(AVAILABLE DATA):
++++++++

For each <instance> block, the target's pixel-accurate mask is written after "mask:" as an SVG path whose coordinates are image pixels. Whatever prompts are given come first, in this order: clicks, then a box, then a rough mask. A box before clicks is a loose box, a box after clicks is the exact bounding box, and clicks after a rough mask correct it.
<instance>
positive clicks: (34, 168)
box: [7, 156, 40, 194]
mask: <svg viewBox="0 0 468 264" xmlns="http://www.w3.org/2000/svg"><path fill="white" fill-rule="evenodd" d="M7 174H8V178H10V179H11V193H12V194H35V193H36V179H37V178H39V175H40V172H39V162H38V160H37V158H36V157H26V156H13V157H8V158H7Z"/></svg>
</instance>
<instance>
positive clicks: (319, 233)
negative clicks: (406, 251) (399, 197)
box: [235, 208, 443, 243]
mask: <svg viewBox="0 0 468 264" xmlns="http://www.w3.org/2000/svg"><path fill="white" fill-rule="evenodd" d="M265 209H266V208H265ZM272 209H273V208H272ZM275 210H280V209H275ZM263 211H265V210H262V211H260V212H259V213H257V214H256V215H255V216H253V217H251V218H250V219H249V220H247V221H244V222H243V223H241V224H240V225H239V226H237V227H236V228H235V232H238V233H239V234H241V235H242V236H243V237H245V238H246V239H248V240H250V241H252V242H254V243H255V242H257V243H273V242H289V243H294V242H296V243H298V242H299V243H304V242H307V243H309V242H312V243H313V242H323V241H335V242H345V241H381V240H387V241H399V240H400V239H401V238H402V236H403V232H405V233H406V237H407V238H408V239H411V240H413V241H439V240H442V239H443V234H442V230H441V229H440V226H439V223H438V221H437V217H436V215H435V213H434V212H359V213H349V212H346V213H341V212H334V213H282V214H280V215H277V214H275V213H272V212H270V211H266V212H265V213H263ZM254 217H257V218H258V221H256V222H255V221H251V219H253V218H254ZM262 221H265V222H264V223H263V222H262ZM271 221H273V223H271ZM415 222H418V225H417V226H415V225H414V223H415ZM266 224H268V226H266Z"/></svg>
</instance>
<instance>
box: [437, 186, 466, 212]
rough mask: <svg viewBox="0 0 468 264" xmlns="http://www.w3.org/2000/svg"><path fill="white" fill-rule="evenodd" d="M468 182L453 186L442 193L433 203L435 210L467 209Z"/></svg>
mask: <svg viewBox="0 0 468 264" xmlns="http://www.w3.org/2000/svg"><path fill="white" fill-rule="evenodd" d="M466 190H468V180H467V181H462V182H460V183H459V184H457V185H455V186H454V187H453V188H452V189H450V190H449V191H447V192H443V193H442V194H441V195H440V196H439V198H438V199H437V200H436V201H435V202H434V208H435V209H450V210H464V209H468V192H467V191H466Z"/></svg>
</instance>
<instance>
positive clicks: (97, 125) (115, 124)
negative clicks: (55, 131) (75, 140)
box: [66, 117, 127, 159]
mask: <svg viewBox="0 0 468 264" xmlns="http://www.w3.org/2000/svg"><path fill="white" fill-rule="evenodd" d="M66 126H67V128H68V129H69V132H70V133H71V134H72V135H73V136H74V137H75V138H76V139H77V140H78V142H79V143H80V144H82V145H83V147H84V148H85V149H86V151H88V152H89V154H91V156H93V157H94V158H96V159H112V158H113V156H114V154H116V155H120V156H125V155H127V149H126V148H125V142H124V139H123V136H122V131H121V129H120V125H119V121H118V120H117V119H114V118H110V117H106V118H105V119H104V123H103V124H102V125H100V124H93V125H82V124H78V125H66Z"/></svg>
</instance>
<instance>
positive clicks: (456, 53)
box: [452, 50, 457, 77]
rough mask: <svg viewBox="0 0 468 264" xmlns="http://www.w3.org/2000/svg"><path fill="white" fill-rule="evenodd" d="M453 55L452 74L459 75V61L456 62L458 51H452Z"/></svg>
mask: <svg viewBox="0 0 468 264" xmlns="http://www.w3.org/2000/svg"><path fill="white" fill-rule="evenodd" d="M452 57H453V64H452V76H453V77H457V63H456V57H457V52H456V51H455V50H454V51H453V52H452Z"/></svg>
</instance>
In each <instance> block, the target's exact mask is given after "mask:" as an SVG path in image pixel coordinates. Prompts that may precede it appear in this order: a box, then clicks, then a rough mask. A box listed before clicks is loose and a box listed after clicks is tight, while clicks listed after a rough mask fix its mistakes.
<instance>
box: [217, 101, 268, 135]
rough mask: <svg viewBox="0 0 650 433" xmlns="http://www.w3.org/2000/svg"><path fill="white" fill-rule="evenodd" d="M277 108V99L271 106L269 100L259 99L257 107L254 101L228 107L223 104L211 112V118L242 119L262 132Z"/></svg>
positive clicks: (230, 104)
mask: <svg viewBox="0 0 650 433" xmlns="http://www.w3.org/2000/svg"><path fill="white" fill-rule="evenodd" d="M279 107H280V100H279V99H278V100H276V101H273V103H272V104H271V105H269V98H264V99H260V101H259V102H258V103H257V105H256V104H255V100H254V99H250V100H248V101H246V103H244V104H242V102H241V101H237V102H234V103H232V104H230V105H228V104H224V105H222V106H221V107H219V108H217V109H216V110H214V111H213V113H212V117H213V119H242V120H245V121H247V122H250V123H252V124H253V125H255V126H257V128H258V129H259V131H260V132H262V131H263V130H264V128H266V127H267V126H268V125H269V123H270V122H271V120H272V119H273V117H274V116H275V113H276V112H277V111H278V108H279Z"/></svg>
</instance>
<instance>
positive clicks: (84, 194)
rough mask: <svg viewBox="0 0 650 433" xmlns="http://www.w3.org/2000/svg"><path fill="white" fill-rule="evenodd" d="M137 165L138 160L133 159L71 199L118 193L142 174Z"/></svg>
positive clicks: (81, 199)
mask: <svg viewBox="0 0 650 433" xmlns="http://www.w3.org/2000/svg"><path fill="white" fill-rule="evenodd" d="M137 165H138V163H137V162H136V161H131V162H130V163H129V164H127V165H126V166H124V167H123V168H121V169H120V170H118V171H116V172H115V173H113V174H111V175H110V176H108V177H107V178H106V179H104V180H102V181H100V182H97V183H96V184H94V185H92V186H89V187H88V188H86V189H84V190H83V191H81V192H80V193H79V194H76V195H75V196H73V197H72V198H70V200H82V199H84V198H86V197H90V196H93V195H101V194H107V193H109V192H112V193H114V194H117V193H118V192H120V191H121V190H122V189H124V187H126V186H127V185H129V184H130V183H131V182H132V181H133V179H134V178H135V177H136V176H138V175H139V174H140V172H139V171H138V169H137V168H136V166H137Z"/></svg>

++++++++

(WORK ORDER): Copy out, word for word, the part of the entries above that begins at the line with "positive clicks: (97, 125) (115, 124)" and ends at the line with "negative clicks: (55, 131) (75, 140)", including both.

(TASK OUTPUT):
positive clicks: (97, 125) (115, 124)
negative clicks: (55, 131) (75, 140)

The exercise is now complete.